== Supplied entries ==
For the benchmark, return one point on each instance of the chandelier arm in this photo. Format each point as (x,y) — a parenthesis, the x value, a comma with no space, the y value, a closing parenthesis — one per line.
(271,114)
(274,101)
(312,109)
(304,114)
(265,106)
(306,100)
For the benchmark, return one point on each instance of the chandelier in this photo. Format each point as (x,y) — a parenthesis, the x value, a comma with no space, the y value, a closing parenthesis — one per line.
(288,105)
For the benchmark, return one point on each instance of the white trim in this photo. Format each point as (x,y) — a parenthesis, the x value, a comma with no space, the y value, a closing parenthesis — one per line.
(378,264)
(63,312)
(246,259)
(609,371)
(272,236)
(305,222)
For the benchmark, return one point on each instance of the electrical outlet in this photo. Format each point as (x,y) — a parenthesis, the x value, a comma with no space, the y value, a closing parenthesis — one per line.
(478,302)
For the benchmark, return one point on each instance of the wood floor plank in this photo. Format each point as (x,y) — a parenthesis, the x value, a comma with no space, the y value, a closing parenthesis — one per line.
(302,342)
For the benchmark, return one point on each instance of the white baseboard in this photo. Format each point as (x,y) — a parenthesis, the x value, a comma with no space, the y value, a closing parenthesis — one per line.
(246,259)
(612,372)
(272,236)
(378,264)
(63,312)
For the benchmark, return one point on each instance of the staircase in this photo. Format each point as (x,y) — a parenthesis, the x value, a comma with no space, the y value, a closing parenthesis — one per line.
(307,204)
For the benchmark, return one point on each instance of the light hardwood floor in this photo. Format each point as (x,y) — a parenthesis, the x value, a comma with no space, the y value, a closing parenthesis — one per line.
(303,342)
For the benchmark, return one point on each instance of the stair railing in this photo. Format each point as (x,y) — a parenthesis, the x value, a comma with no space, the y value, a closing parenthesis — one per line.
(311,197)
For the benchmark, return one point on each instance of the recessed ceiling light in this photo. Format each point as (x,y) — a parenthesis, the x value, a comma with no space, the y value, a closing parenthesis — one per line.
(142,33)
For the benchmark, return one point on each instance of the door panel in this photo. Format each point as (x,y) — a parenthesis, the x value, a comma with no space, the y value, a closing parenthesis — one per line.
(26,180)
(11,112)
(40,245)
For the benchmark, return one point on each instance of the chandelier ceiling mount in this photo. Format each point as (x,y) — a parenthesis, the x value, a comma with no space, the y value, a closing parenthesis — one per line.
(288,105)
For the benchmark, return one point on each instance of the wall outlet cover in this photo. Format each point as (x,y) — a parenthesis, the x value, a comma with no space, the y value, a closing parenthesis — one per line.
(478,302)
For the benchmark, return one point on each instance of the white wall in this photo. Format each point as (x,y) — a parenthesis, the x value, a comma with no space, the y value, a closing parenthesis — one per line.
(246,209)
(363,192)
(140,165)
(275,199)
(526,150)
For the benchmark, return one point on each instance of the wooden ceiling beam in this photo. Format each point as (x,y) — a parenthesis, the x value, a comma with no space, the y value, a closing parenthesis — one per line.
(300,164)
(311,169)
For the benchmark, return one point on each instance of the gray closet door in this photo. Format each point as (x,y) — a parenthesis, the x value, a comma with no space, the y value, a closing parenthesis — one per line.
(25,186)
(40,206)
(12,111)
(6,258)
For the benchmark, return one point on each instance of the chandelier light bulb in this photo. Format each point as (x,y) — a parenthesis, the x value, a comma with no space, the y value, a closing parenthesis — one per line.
===
- [Objective] Copy each item above word for word, leaving nothing out and changing nothing.

- [Exercise output]
For the benchmark, return one point on each instance of the chandelier arm in this photo. Format each point as (x,y) — a parenthesis, the x value, a comma with no space, the y value, a closing parenthesis — one per line.
(271,114)
(274,101)
(312,109)
(304,114)
(265,106)
(306,100)
For the benchmark, return one point on each instance of the chandelier in this photo. Format each point as (x,y) — a parenthesis, the x value, a comma with no space, the y value, a closing parenthesis — one per line.
(288,105)
For the benchmark, return one point on each instance of the white trim in this photo. Format each point as (x,y) — a parenthesis, the x value, a comma with no space, the y value, a closing parenthesis — one per line.
(378,264)
(63,312)
(246,259)
(609,371)
(272,236)
(305,222)
For the benchmark, return one point on each instance of the electrical outlet in this photo. Format each point as (x,y) — a parenthesis, the x value, a comma with no space, the y value, a closing parenthesis — one per line.
(478,302)
For the benchmark, return one point on each instance of the wood floor plank in this photo. Format each point as (x,y) — a parenthesis, the x value, a comma with no space, the y value, a closing parenthesis — one per line.
(302,342)
For the benchmark, return one point on each instance of the white baseboard in this photo. Format each point as (x,y) — a parenthesis, the x value, a comma with no space, the y value, a closing parenthesis — one per line.
(246,259)
(612,372)
(272,236)
(378,264)
(63,312)
For the benchmark, return one point on each instance of the staircase in this photo. Format each point as (x,y) — a parenthesis, the x value, a comma with no space, the y value, a closing parenthesis — one per line.
(307,204)
For the benchmark, return one point on each instance of the light hardwood floor in this photo. Format each point as (x,y) — a parenthesis, the x value, a comma with no space, the y value, a closing parenthesis — one per line.
(303,342)
For the benchmark, return one point on each instance of the stair railing in this photo. Format each point as (x,y) — a parenthesis, the x value, a comma with no space, the y value, a closing parenthesis — one per line.
(311,197)
For the benchmark, return one point on each instance of the recessed ceiling light in this photo. Format each point as (x,y) — a parenthesis, the x value, a comma with no space, the y value, a closing parenthesis — one per line.
(142,33)
For the benchmark, return one point on each instance of the door panel in this photo. Format each point as (x,y) — a parenthesis, the x value, a comma with no space, the y value, a closing parenthesis — one per line.
(26,180)
(11,112)
(40,245)
For the benchmark, return one point on each instance of the chandelier ceiling mount in this photo. Format each point as (x,y) — a parenthesis, the x value, a comma with no space, the y value, a closing parenthesis — one per line.
(288,105)
For the benchmark, return one point on each instance of the wall outlet cover in this photo. Format each point as (x,y) — a parenthesis, the x value, a comma with no space, the y value, a closing parenthesis — one per line.
(478,302)
For the benchmark, return one point on each instance of the white wall in this photo. Format each point as (x,y) — a parenthesis, the x value, a comma with no space, the y value, a closing parenthesis — one per line.
(246,209)
(363,192)
(140,165)
(275,199)
(526,150)
For the benchmark, return one point on each instance of the wooden ceiling beam in this photo. Format each point as (x,y) — a parenthesis, the x value, a comma with no space, the y value, a closing parenthesis — one per line.
(300,164)
(311,169)
For the benchmark, return one point on each instance of the gray closet door in this photo. Format each point as (x,y) — a parenthesis, the x value, a comma with no space, the y value, a closing parenthesis — one per line.
(25,186)
(40,206)
(12,111)
(6,258)
For the benchmark, return one point on each instance of the chandelier light bulb in this photo. Format each point as (x,y) — a parenthesis, the x value, a comma with no space, the y value, a closing parenthesis — one per line.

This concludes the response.